● **Task**
Every line of the records below from the line with "Guideline: for each instance of the pool step, the" up to and including the line with "Guideline: for each instance of the window with" must be reproduced exactly, and no line outside that range.

== Segment start ==

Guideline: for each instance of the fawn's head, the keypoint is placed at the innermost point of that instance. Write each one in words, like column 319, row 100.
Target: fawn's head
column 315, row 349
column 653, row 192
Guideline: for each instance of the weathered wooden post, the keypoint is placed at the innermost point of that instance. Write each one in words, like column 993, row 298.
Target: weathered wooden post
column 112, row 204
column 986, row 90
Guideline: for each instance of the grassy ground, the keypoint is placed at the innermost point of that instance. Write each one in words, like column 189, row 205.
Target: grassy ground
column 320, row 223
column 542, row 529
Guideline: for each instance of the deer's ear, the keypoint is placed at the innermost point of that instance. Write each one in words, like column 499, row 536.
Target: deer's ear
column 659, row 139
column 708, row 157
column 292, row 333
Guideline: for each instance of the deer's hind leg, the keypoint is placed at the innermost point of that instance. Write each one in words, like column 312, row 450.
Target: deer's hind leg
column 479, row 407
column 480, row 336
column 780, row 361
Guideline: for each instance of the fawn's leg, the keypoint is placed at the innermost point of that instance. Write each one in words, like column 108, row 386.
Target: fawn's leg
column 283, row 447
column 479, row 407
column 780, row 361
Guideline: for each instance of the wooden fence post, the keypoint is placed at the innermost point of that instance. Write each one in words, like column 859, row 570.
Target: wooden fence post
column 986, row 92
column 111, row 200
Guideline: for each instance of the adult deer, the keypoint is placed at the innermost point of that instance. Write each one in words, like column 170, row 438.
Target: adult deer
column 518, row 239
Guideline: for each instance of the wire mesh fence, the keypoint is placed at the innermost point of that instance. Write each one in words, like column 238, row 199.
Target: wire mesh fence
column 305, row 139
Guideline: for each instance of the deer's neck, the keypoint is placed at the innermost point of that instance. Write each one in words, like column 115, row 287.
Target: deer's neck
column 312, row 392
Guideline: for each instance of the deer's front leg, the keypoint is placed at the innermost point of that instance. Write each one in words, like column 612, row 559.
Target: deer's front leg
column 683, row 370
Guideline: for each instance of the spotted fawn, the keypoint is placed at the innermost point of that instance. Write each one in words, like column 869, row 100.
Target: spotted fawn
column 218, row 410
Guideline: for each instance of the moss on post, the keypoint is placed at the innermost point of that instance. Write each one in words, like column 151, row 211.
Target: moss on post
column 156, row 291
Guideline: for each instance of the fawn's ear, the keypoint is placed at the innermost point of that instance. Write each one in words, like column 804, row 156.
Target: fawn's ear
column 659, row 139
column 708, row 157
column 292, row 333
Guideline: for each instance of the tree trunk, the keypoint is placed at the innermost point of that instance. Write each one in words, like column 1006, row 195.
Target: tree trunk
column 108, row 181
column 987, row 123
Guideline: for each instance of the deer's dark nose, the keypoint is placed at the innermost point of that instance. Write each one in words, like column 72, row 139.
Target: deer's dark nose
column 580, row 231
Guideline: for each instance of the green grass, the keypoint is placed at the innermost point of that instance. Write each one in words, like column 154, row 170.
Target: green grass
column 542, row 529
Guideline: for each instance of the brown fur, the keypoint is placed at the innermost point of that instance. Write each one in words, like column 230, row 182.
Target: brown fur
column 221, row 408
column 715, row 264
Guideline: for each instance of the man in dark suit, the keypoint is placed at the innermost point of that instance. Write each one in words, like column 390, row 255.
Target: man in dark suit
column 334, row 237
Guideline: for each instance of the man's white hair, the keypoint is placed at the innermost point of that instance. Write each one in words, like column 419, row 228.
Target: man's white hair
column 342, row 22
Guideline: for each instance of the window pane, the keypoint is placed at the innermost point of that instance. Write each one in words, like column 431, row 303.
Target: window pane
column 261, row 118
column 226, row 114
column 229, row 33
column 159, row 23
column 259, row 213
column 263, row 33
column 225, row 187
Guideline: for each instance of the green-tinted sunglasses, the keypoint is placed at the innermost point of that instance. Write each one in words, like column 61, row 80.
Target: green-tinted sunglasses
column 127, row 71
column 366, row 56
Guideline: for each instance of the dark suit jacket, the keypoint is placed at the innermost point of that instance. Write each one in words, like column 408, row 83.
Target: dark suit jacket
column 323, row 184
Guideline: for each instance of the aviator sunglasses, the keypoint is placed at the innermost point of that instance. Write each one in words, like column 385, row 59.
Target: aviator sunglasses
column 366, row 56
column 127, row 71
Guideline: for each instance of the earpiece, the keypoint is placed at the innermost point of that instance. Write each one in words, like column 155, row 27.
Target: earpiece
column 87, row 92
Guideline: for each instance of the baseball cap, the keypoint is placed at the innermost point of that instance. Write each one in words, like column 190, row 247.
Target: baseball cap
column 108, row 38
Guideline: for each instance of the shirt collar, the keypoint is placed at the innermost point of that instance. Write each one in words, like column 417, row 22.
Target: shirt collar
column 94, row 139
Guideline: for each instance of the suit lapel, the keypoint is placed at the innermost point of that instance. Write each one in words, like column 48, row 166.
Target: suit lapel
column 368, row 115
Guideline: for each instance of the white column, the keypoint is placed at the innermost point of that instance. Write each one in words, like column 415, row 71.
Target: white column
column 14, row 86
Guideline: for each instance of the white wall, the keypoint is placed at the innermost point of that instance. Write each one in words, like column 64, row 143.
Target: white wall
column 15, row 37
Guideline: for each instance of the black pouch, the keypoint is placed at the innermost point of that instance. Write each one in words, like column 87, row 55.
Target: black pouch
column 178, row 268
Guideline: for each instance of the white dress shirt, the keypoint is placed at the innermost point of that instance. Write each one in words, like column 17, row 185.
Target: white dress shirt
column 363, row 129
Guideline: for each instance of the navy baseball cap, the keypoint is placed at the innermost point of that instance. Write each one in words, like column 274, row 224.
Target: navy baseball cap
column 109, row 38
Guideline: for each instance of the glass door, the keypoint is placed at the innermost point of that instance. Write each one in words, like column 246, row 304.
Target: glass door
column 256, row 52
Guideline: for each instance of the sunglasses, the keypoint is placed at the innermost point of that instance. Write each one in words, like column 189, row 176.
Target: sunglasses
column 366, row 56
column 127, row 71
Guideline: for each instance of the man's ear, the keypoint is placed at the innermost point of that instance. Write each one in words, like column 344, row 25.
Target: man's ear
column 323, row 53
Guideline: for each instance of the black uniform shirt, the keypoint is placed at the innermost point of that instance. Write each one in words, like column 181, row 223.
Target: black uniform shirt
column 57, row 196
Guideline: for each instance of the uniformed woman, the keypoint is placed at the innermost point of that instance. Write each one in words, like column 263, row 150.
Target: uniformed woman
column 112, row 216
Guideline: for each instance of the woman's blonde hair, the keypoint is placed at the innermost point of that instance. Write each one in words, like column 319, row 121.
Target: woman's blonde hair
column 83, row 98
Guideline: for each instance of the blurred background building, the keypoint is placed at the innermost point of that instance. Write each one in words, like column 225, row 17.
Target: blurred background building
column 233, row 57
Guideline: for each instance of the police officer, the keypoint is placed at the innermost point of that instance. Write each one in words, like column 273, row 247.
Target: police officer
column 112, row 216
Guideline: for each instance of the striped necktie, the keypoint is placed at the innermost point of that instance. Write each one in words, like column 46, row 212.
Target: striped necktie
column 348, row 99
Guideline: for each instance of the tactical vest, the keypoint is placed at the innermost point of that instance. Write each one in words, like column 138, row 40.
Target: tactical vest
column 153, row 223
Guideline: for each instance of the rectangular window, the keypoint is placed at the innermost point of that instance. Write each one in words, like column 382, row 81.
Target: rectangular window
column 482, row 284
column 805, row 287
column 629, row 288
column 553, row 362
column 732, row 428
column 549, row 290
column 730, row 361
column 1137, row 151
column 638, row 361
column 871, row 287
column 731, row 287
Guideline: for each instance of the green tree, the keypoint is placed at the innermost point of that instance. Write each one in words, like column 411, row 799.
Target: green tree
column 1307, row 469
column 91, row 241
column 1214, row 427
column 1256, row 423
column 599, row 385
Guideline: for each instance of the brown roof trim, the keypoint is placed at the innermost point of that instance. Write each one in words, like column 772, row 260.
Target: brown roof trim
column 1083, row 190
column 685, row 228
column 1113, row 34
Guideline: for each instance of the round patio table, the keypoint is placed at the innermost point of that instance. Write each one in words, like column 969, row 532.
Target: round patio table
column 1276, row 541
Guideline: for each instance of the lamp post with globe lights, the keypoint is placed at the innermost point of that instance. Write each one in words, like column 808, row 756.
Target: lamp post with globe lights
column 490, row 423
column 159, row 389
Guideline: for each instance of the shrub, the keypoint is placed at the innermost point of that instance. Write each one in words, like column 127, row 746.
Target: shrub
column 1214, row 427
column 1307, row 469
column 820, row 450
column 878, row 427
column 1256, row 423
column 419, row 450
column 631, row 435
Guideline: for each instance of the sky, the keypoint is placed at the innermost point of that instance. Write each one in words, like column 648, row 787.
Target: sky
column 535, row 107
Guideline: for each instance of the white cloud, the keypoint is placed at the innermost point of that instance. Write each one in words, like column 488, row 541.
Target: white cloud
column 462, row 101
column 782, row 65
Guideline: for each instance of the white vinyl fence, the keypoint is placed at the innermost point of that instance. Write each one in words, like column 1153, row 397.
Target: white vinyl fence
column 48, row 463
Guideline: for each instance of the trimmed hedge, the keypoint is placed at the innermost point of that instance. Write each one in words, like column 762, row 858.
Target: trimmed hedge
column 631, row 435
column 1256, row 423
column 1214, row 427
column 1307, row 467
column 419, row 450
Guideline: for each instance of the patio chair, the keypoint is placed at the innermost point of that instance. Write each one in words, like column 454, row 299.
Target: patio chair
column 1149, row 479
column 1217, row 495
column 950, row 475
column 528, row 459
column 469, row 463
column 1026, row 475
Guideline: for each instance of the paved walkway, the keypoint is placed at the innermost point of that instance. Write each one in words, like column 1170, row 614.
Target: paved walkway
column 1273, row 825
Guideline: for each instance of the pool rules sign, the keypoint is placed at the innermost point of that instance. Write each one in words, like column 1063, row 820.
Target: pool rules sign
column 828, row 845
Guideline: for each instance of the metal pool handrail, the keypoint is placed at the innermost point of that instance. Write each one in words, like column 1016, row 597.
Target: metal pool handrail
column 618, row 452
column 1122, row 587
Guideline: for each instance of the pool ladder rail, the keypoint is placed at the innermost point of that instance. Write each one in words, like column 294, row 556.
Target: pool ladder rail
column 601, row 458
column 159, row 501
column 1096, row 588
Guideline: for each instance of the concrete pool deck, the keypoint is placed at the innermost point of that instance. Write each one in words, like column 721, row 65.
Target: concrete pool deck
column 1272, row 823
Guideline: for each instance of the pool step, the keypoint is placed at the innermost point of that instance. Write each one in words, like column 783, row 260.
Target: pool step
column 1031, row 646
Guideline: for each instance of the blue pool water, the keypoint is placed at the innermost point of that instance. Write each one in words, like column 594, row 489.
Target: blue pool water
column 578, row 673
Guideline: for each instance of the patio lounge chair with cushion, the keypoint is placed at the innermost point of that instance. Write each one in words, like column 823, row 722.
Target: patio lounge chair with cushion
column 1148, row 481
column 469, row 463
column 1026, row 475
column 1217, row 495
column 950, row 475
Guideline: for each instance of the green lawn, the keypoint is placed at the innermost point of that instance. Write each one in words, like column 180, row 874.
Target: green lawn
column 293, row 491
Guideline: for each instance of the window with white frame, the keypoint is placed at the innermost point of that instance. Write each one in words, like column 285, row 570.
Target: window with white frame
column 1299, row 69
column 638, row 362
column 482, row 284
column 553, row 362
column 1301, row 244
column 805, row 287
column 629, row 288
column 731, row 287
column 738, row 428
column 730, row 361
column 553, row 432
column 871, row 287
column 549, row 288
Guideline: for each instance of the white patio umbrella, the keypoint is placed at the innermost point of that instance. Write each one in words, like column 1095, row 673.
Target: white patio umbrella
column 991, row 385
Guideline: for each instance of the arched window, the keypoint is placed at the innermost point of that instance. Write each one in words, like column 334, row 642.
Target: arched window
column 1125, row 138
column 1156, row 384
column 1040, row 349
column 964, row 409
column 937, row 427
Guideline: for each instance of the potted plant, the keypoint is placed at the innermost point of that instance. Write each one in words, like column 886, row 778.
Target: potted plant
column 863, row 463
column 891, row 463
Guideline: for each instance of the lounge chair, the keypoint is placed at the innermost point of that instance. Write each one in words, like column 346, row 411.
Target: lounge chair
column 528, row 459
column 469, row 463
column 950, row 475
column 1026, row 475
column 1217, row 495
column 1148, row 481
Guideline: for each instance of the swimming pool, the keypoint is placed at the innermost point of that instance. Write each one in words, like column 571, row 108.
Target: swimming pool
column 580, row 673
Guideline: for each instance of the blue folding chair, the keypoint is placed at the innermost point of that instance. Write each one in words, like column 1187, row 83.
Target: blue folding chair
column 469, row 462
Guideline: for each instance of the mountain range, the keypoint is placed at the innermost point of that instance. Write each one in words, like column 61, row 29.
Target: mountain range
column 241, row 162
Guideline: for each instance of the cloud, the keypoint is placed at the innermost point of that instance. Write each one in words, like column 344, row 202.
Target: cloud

== Segment end ==

● **Task answer**
Guideline: for each instance of the pool step, the keypoint is placed at the innermost point of that instance. Write each one in words, like column 783, row 260.
Target: pool step
column 1031, row 646
Guideline: for each instance of the blue pool water, the keypoint is placed at the innermost point of that instance. Write each one in words, like column 594, row 489.
Target: blue pool water
column 578, row 673
Guideline: for each instance of the patio lounge chair with cushion, the keypoint is placed at the innermost point of that instance. Write each one in words, like column 823, row 722.
Target: patio lounge chair with cushion
column 1148, row 481
column 469, row 463
column 1026, row 475
column 1217, row 495
column 950, row 475
Guideline: for each instance of the green lawn, the keypoint is placed at the innermost point of that instance. Write each one in words, like column 180, row 874.
Target: green lawn
column 293, row 491
Guideline: for each instance of the window with white frame, the keypoint is placed at the innermost point of that instance. Write each one in words, like column 285, row 570.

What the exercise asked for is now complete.